■ **Written problem 1**
Transcribe the stretch of the honey hunters article from "April and May, the" through "the salt-stunted canopy.", keeping its wording and punctuation unchanged.
■ **Written problem 2**
Summarize the honey hunters article in two sentences.

■ **Text to read**
On Assignment with Noor Ahmed Gelal: Photographing the most dangerous job in the world

To be with death: Honey Hunters of Sundarbans

images & reporting by Noor Ahmed Gelal

The Sundarbans mangrove forest covers 10,000 square kilometers, 6,000 square kilometers in Bangladesh and 4,000 square kilometers in India. The area extends from the Hooghly River in India’s state of West Bengal to the Baleswar River in Bangladesh. According to the Asiatic Society of Bangladesh, there are 117 rivers flowing through the Bangladesh portion of Sundarbans to the Bay of Bengal.

The annual honey gathering season brings lots of expectations in the southwest of the country, as it provides people with much needed extra income. On average, the fishermen earn around $70 to $80 (£42 to £49) each during the season. Honey gathering may sound like a normal rural occupation but here it is perhaps the most dangerous job in the world.

It was morning, ebb tide, when our launch slid up to the shore-shiny and metallic and unstable as mercury-and stuck its nose resolutely into the mud. Felt clouds sulked overhead, temporary protection from the blazing April sun. The honey collectors hopped one by one down onto the shore, which swallowed them up to their calves before releasing a thick, flatulent squelch. Like all the world’s mangrove forests-the low-slung tracts of salt-tolerant trees that line tropical coastlines from Brazil to Indonesia-the Sundarbans lives on mud and water, on silt and salt, its alien landscape treacherous even for the initiated, which I most certainly was not.

April and May, the period of the honey harvest, are hot months virtually everywhere on the subcontinent, but here in the Sundarbans the heat is excruciating. Temperatures climb over 100 degrees Fahrenheit in the brutal pre-monsoon spring. The sun pounds the uncountable streams, rivers, and creeks like a blacksmith trying to flatten a crooked piece of tin. The heat pours through the loose weave of the salt-stunted canopy.

There’s no breeze-just a hard, uncompromising humidity. In the course of the spring bloom, the bees will produce honey from as many as twelve species of trees, each distinct in flavor, texture, and color. Honeys from the goran and passur trees are thick and red with little fragrance and a tendency to crystallize.

Prayer gatherings by honey collectors (Mouwals) before getting into the Sundarban Mangrove forest. Prayer for healthy collection and safer return to home from predators like Bengal Tiger, estuarine crocodile, king cobra and others.

Keora honey, though fair and thin (traits valued as highly in Sundarbans honey as they are in Bollywood actresses) is blandly sweet compared to the first and most prized of the Sundarbans honeys: khalsi. Pale gold in color, liquid and fragrant, subtle in its sweetness with a tart, almost peppery sting at the finish, khalsi honey lasts no later than mid-April and, once harvested, ferments within three months; honey hunting is as much a game of speed as endurance.

The process of collecting Honey and Wax in Sundarbans Mangrove Forest, UNESCO World Heritage Site. A Mouwals man is covered by bees (Apis dorsata, the giant honey and dominant bee species found in Sundarbans).

■ **Supplied material**
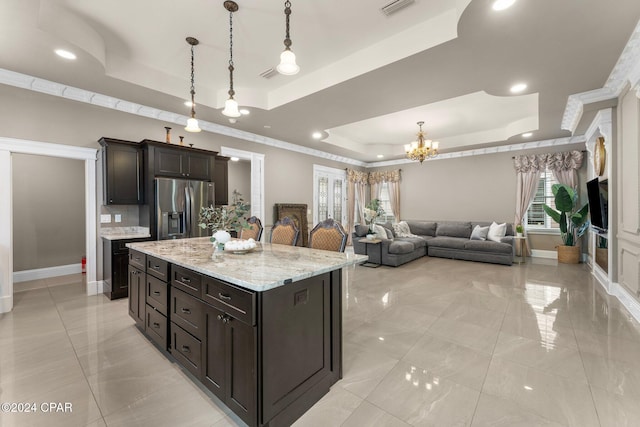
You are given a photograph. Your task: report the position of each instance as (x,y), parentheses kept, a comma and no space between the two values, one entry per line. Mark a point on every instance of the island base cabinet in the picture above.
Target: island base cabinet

■ **Task solution 1**
April and May, the period of the honey harvest, are hot months virtually everywhere on the subcontinent, but here in the Sundarbans the heat is excruciating. Temperatures climb over 100 degrees Fahrenheit in the brutal pre-monsoon spring. The sun pounds the uncountable streams, rivers, and creeks like a blacksmith trying to flatten a crooked piece of tin. The heat pours through the loose weave of the salt-stunted canopy.

■ **Task solution 2**
The Sundarbans mangrove forest covers 10,000 square kilometers across Bangladesh and India, and its honey harvest in April and May provides much needed extra income, though the work is perhaps the most dangerous job in the world. Honey collectors endure excruciating heat, pray for a safe return from predators such as the Bengal tiger, and hurry to gather honeys like the prized khalsi, which ferments within three months of harvest.